Entrées d'un jeu de données de pointage:
+===+

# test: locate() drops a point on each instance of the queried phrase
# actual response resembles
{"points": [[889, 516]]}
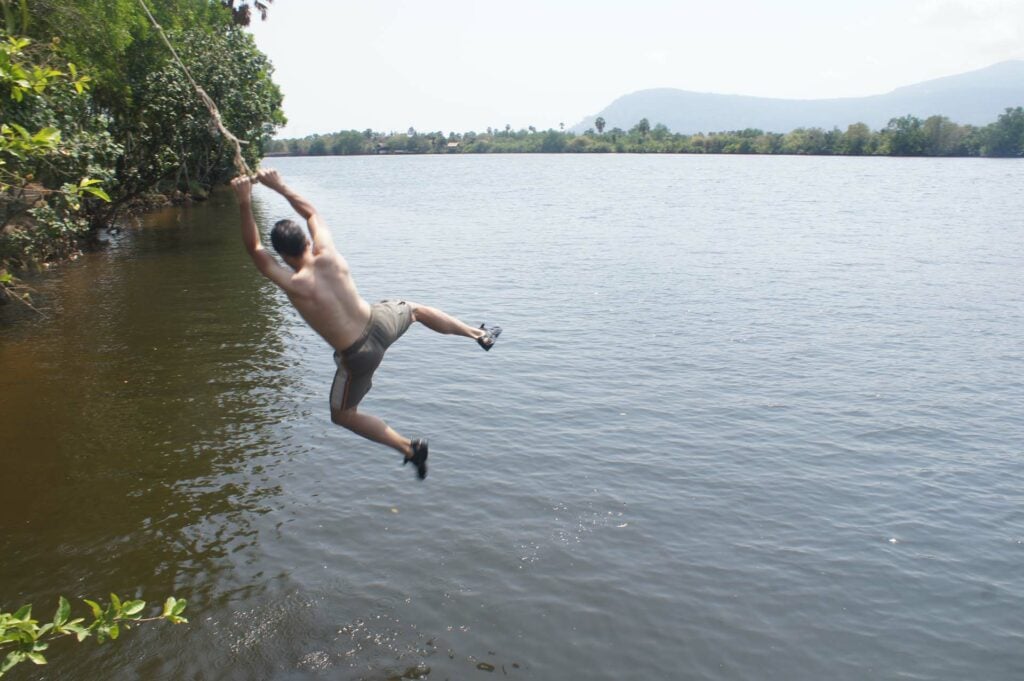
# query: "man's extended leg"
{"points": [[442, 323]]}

+===+

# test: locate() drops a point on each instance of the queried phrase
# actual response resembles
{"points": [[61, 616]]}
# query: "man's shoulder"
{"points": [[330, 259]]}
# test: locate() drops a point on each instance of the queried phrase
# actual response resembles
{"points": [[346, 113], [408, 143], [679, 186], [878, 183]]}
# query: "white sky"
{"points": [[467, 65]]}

+===+

ÉNONCÉ:
Extrayez des entrées ci-dessus chaque ligne qui contient la chaîne "points".

CORRIGÉ:
{"points": [[889, 516]]}
{"points": [[442, 323]]}
{"points": [[61, 616]]}
{"points": [[330, 259]]}
{"points": [[346, 113], [408, 143], [679, 186], [878, 183]]}
{"points": [[467, 65]]}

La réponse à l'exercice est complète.